## YOUR TASKS:
(1) From the outrage culture piece, quote everything from "Is it time to" down to "particular situation carefully.".
(2) In the outrage culture piece, which decade is said to have been full of protest and unrest?

## EXTRACT PROVIDED:
_ _ _ _
Six Quick Thoughts on Our Outrage Culture

“If you’re not outraged, you’re not paying attention.” Ever see that sentence on a bumper sticker (or sign, or t-shirt, or tweet, etc.)? I can hardly think of a phrase that better sums up our current culture.

Sure, outrage is nothing new in American life. The sixties proved to be decade full of protest and unrest. And let’s not forget that a little thing we call the American Revolution was sparked with a lot of indignation over taxation and self-governance, or lack thereof. We could multiply examples.

But now in contemporary America, I wonder if we’ve become particularly good at outrage, directing it at everything from commencement speakers to clothing choices.

Perhaps it’s the 24-hour news cycle that demands to be filled. Or the ability to immediately broadcast our strident disapproval over social media. (Our viral outrage can be a massively compelling thing, even if it sometimes resembles a hungry school of piranhas far more than it does any kind of cogent moral insight.) Add in our more recent efforts to identify microaggressions, call for trigger warnings, and to draw attention to the crimes and shortcomings of those who’ve gone before us, and we’re left with a culture that looks something like my three kids during dinner: each yelling over the other and contributing to an almost indecipherable crescendo of noise.

Is it time to think a bit more about our culture of outrage? I won’t claim to offer the last word on any of this, but here are at least a few overlapping points to ponder:

1. There are legitimate reasons to be upset. Please don’t misunderstand: wanting to pump the brakes a bit in this area doesn’t mean that all of our outrage is misplaced. And we can often find substantial issues to be addressed even behind overblown reactions. Loving justice and our neighbor should encourage us to think about each particular situation carefully.

2. There are no outraged moral relativists, or at least not consistent ones. All this moral outrage gives the lie to the idea that we should all be free to do whatever we want. If we really lived this way we could never be upset at somebody for doing something wrong. There is no “wrong” in such a perspective. We might be inconvenienced or have something not fit our personal taste, but we can’t be genuinely outraged.
_ _ _ _
## ENTRIES SHOWN:
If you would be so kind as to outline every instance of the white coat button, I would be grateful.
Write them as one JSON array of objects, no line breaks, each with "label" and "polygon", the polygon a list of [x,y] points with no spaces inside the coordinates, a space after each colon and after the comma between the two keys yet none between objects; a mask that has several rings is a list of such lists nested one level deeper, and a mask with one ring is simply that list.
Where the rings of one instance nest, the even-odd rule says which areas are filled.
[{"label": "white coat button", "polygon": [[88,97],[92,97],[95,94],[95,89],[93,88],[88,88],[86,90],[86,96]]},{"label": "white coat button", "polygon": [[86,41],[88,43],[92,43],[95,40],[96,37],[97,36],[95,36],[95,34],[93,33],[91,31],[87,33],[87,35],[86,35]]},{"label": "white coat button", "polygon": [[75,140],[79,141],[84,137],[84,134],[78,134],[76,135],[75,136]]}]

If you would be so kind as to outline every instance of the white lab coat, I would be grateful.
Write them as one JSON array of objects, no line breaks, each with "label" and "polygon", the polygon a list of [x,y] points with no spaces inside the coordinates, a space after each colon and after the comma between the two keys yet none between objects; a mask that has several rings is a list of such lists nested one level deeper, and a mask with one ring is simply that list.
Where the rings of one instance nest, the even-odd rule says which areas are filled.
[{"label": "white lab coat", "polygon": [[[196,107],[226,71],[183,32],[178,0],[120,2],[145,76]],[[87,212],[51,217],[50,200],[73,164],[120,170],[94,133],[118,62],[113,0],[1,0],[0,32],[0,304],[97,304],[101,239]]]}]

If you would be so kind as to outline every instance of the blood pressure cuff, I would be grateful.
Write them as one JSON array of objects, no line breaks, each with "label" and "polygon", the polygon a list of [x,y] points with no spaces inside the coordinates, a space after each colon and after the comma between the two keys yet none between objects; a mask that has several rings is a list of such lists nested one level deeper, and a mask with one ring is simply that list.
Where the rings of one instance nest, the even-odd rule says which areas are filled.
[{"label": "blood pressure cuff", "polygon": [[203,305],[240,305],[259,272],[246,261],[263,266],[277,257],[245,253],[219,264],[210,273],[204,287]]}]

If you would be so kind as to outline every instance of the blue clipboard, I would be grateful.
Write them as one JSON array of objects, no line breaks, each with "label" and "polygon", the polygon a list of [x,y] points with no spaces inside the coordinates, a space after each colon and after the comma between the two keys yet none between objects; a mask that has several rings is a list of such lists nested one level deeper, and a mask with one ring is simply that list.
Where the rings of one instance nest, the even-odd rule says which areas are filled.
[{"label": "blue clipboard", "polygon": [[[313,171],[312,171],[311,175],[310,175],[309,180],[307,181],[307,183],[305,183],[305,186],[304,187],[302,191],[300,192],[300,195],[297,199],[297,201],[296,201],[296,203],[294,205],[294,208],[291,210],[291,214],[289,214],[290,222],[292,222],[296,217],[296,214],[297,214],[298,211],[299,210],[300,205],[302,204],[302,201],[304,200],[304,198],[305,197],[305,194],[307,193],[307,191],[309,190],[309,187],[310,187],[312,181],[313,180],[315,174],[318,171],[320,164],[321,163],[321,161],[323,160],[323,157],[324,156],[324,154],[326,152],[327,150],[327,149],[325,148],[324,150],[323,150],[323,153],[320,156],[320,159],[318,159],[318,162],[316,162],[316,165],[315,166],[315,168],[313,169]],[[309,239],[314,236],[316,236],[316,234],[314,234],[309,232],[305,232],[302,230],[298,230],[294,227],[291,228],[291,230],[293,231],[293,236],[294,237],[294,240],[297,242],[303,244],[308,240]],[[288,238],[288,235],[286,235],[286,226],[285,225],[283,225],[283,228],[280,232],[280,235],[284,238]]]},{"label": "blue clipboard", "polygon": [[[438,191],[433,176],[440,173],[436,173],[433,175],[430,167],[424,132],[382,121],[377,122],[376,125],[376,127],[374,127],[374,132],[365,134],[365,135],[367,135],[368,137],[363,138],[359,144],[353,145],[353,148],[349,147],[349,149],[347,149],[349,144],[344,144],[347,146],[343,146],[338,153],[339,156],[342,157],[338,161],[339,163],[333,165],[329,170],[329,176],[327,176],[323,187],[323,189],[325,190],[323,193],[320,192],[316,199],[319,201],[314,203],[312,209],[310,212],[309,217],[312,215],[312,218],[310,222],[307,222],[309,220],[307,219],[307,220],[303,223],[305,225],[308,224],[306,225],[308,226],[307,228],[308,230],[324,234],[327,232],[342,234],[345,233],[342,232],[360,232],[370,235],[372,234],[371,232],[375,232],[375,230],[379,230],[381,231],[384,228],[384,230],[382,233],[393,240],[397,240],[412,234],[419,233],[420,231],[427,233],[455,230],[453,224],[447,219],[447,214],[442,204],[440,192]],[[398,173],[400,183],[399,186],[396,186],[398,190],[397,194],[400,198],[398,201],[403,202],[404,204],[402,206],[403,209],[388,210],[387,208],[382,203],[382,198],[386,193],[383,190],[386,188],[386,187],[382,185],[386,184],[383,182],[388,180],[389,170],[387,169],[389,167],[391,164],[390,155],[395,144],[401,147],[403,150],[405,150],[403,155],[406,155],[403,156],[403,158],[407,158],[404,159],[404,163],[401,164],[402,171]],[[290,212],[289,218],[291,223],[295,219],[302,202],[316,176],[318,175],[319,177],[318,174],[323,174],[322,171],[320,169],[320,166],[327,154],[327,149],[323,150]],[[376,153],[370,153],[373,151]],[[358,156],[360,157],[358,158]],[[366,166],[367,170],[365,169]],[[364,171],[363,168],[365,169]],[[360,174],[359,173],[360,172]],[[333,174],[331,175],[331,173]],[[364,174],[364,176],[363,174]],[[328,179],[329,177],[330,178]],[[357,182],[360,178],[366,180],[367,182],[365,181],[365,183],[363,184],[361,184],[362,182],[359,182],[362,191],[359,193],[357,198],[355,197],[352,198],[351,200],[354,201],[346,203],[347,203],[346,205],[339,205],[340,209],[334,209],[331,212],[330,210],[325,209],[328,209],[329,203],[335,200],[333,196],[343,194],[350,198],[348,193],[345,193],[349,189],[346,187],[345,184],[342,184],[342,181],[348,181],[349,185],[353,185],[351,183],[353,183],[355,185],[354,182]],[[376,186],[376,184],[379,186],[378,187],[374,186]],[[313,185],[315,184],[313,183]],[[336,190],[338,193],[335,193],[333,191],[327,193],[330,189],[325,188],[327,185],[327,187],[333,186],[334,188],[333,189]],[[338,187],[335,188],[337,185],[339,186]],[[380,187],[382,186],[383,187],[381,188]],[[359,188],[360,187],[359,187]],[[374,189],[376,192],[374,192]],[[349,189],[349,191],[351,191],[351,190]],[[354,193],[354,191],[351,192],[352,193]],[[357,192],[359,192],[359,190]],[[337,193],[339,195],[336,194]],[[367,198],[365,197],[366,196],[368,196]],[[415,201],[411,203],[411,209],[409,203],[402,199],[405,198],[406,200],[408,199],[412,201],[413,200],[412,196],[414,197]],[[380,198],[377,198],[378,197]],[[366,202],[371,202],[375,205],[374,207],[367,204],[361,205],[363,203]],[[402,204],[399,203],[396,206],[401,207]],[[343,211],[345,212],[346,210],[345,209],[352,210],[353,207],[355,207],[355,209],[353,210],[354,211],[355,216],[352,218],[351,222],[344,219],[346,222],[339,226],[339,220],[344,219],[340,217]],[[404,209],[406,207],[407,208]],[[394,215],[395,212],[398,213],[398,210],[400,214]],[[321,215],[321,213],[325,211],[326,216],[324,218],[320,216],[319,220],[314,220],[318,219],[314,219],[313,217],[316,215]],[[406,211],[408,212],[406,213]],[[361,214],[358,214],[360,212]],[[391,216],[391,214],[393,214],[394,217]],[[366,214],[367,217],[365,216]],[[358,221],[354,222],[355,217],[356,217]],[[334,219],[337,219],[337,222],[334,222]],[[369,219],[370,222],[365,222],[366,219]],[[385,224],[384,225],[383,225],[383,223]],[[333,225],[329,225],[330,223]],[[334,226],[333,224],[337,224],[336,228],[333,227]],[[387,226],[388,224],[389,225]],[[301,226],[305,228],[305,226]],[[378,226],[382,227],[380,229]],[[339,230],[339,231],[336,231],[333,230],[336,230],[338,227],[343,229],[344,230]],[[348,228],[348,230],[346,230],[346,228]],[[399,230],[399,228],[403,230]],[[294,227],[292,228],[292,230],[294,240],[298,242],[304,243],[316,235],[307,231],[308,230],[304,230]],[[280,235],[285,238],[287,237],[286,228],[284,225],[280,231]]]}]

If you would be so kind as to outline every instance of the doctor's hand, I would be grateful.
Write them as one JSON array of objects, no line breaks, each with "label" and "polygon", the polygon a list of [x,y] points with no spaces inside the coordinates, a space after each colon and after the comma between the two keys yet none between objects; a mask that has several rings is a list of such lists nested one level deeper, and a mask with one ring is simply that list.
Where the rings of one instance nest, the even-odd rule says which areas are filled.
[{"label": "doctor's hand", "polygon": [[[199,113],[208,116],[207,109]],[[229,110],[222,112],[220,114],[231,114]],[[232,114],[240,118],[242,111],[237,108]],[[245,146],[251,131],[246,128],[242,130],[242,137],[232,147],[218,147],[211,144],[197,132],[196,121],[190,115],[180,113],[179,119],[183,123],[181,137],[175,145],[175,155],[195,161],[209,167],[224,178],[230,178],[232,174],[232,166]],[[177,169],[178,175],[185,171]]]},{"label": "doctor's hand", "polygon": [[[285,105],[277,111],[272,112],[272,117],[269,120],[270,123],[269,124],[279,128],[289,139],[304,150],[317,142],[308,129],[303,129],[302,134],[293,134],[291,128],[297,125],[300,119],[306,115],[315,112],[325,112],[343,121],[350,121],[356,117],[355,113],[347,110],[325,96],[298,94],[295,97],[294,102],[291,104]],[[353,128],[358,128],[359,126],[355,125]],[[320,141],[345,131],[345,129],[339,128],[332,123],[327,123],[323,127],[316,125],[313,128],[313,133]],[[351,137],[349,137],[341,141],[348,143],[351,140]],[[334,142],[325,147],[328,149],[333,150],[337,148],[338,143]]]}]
_ _ _ _
## ANSWERS TO THE PROBLEMS:
(1)
Is it time to think a bit more about our culture of outrage? I won’t claim to offer the last word on any of this, but here are at least a few overlapping points to ponder:

1. There are legitimate reasons to be upset. Please don’t misunderstand: wanting to pump the brakes a bit in this area doesn’t mean that all of our outrage is misplaced. And we can often find substantial issues to be addressed even behind overblown reactions. Loving justice and our neighbor should encourage us to think about each particular situation carefully.

(2) The sixties.